== WHAT IS ASKED ==
Update the material below by replacing every "bounding boxes" with "box coordinates", keeping everything else the same.

━━━━━━━━━━━━━━━━

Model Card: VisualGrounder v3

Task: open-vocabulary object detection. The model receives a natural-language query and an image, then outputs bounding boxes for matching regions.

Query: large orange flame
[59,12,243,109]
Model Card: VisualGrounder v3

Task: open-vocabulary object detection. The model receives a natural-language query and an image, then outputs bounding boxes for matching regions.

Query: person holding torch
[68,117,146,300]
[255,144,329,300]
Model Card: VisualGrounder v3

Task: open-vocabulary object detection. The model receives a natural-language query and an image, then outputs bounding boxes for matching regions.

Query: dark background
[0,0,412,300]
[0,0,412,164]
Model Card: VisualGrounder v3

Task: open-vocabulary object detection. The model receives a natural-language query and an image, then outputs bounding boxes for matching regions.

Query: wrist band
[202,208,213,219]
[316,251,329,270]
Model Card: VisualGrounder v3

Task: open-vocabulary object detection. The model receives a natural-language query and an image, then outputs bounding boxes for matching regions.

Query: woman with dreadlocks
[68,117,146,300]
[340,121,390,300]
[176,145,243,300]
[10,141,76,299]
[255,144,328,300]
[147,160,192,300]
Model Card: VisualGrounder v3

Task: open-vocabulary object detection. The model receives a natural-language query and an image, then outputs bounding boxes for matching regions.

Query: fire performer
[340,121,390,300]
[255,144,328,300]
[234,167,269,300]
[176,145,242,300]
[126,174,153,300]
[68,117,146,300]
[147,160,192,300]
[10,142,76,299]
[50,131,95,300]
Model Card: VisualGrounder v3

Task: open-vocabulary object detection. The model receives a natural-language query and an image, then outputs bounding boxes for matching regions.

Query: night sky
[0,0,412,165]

━━━━━━━━━━━━━━━━

== EXERCISE RESPONSE ==
Model Card: VisualGrounder v3

Task: open-vocabulary object detection. The model receives a natural-language query and an image, then outputs box coordinates for matching regions.

Query: large orange flame
[59,12,243,109]
Model Card: VisualGrounder v3

Task: open-vocabulary object detection. The model receives a natural-language query and an image, then outputs box coordinates for matching regions.

Query: person holding torch
[68,117,146,300]
[255,144,329,300]
Model Card: VisualGrounder v3

Task: open-vocabulary object detection. The model receives a natural-language query and an image, then outputs box coordinates for matching regions.

Query: dark background
[0,0,412,300]
[0,0,412,164]
Model Card: VisualGrounder v3

Task: open-vocabulary object detection. The model receives a natural-language query and an image, then outputs box coordinates for matching regions.

Query: wrist band
[202,208,213,219]
[316,251,329,270]
Model Card: VisualGrounder v3

Task: open-vocabulary object detection. The model receives a natural-language query and an image, then outputs box coordinates for matching regions.

Query: woman with dreadlocks
[68,117,146,300]
[340,121,390,300]
[176,145,243,300]
[10,141,76,299]
[255,144,328,300]
[147,160,192,300]
Model Card: VisualGrounder v3

Task: open-vocabulary object detection. The model receives a natural-language query and an image, then outputs box coordinates for matching regions.

Query: fire performer
[340,121,390,300]
[255,144,328,300]
[234,167,269,300]
[176,145,242,300]
[126,174,153,300]
[68,117,146,300]
[147,160,192,300]
[10,142,76,299]
[50,131,95,300]
Model Card: VisualGrounder v3

Task: open-vocabulary object detection. The model receives a natural-language query and an image, then outputs box coordinates for matching regions.

Query: night sky
[0,0,412,165]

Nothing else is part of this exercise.